=== Texto fornecido ===
-=-=-

Após mais de cinco anos de luta da sociedade civil para barrar a mineração na Serra do Curral, que já dura décadas, a atividade segue acontecendo, machucando não só a paisagem, mas piorando a qualidade de vida de quem vive na capital mineira e no seu entorno. As ações, muitas vezes ilegais, das empresas envolvidas estão destruindo matas, nascentes e extinguindo espécies vegetais que são próprias desses locais e que deveriam ser preservadas.
No dia 29 de julho, aconteceu mais um capítulo dessa história: o Conselho Estadual de Política Ambiental (Copam) concedeu licença ambiental para que a Fleurs, uma das empresas predadoras da Serra do Curral, possa minerar o local. Cabe lembrar que o Conselho ignorou as 17 autuações por crime ambiental que a empresa acumula na Justiça Federal. Além disso, a Fundação Estadual do Meio Ambiente (FEAM) não respondeu às manifestações das entidades da sociedade civil após a audiência realizada em fevereiro deste ano, apontando mais uma irregularidade no processo.
O Copam aprovou o pedido de licença de operação, às margens do Rio das Velhas, na divisa entre Raposos, Nova Lima e Sabará, na região metropolitana de Belo Horizonte. Dias antes de ser concedida autorização, o Guaicuy havia entrado com um mandado de segurança na Justiça Estadual pela suspensão do licenciamento, mas mesmo assim a votação aconteceu normalmente. “Antes, a mineração ocorria na Serra por meio das brechas das lei. As empresas conseguiam atuar ali via Termo de Ajuste de Conduta (TAC) e outras estratégias ilegais, mesmo se tratando de um lugar que está sob tombamento provisório, a nível estadual. Essa licença abre um precedente perigosíssimo, que vai contra todas as ações de proteção da Serra. Se antes ela já era destruída, sem a existência de licenças concedidas, imaginem agora.”, alerta Pedro Andrade, advogado do Guaicuy.
Ainda existe quem olhe por determinado ângulo o paredão da Serra do Curral, uma moldura de Belo Horizonte em forma de montanha, e não imagine o quanto esse patrimônio nacional, de Minas Gerais e de Belo Horizonte está sendo retalhado. Enquanto poucos ganham altas quantias de dinheiro explorando seu minério, a população paga um preço alto. Pensando nisso, o Guaicuy preparou um resumo para quem quer entender os motivos que deveriam envolver a sociedade civil neste debate e o que está acontecendo nos espaços decisórios.

-=-=-

=== Registros ===
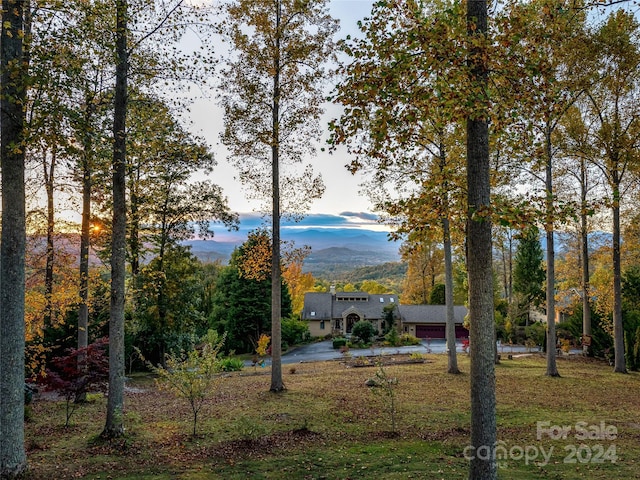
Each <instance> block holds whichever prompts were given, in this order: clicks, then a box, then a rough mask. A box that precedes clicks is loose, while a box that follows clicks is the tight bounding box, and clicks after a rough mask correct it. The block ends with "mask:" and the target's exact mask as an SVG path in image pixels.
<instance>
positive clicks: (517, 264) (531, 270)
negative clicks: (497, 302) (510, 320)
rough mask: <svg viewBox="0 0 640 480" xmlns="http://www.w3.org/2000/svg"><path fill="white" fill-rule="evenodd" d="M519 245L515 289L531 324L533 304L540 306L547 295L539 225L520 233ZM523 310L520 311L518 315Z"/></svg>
mask: <svg viewBox="0 0 640 480" xmlns="http://www.w3.org/2000/svg"><path fill="white" fill-rule="evenodd" d="M518 237H519V238H518V246H517V247H516V256H515V262H514V269H513V291H514V292H515V293H518V294H520V295H519V296H520V298H521V302H520V305H519V307H522V309H523V310H524V312H523V313H524V315H525V316H526V317H525V319H526V321H525V323H526V325H529V315H530V309H531V307H532V306H536V307H537V306H539V305H540V304H541V303H542V301H543V299H544V296H545V292H544V289H543V288H542V284H543V283H544V281H545V276H546V275H545V271H544V268H543V267H542V259H543V253H542V246H541V245H540V232H539V231H538V227H536V226H535V225H531V226H530V227H529V228H527V229H526V230H525V231H523V232H520V235H518ZM520 312H521V310H520V309H519V311H518V316H519V314H520Z"/></svg>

-=-=-

=== Tarefas a resolver ===
[1] De acordo com o texto sobre a mineração na Serra do Curral, quantas autuações por crime ambiental a Fleurs acumula na Justiça Federal?
[2] Dê continuidade ao texto sobre a mineração na Serra do Curral, começando logo após a última frase.

=== Lista de respostas ===
[1] A Fleurs acumula 17 autuações por crime ambiental na Justiça Federal.

[2]
A Serra do Curral é guardiã de águas. Ela se estende da divisa dos municípios de Raposos, Sabará e Nova Lima, na porção leste, até a divisa dos municípios de Ibirité e Brumadinho, na porção oeste. Ela guarda nascentes que alimentam tanto a Bacia do Rio Paraopeba quanto o Rio das Velhas, responsáveis por praticamente todo o abastecimento da Região Metropolitana da capital mineira. Do lado sul da serra, diversos mananciais repõem a água que Copasa retira na Estação de Bela Fama. No seu lado norte, existe uma reposição importante de água que é a do rio Arrudas. Na Serra do Curral nascem os córregos da Serra, córregos do Clemente, Capão da Posse e Córrego do Barreiro, dentre outros.
A Serra também contribui para manter equilibrado o clima de Belo Horizonte. Além disso, ela é parte da identidade da capital mineira, já que sua paisagem marca de forma inquestionável o horizonte. Por todos estes motivos, o tombamento estadual da Serra do Curral está em curso, aguardando desde 2020 a votação do Conselho Estadual de Patrimônio Cultural (Conep). Mas a Serra já é tombada pelo município de Belo Horizonte. Além disso, o Pico Belo Horizonte, localizado na Serra, é tombado pelo Instituto Patrimônio Histórico e Artístico Nacional (Iphan). Para completar, ela ainda é casa para a comunidade Manzo Ngunzo Kaiângo, quilombo que resiste e conserva sua cultura entre suas montanhas. Reconhecido como patrimônio cultural imaterial da capital mineira, o quilombo é um importante aliado nos movimentos de proteção da Serra.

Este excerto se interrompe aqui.